▶ _Written task_:
Quote verbatim the lines of the items starting at the line that contains "Put one point on every instance of the eyebrow" and ending at the last line of the items.

--- start ---

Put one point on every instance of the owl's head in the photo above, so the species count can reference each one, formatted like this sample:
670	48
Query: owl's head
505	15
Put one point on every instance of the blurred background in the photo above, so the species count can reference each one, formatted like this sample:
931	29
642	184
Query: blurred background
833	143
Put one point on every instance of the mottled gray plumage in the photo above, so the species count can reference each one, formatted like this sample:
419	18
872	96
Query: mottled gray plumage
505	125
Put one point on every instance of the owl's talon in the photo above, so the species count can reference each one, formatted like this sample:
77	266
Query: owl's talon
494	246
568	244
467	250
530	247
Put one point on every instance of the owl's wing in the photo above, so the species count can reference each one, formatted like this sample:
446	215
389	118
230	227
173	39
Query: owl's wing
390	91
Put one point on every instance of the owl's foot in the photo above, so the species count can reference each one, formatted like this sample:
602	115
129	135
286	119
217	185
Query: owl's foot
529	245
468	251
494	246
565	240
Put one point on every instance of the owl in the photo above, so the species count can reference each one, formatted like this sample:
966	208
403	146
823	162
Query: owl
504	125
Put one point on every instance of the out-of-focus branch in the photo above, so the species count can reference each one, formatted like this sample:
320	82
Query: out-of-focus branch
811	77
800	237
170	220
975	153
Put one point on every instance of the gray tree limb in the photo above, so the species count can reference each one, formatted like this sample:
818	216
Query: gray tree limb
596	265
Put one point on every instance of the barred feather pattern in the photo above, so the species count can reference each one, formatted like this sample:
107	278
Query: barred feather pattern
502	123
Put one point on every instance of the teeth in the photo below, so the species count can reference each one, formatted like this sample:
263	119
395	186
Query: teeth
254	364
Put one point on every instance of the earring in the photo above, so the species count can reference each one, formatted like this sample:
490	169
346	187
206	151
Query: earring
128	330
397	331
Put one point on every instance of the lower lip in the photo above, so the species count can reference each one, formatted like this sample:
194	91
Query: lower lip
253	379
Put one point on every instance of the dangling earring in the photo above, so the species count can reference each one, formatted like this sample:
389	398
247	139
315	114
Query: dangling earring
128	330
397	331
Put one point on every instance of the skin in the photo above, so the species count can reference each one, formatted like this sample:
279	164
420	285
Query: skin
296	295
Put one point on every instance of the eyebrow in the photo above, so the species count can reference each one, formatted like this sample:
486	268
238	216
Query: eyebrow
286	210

--- end ---

▶ _Answer for the task_:
Put one point on every instance of the eyebrow in the photo above, so the species count can reference each one, formatted like this sample:
486	268
238	216
Query: eyebrow
286	210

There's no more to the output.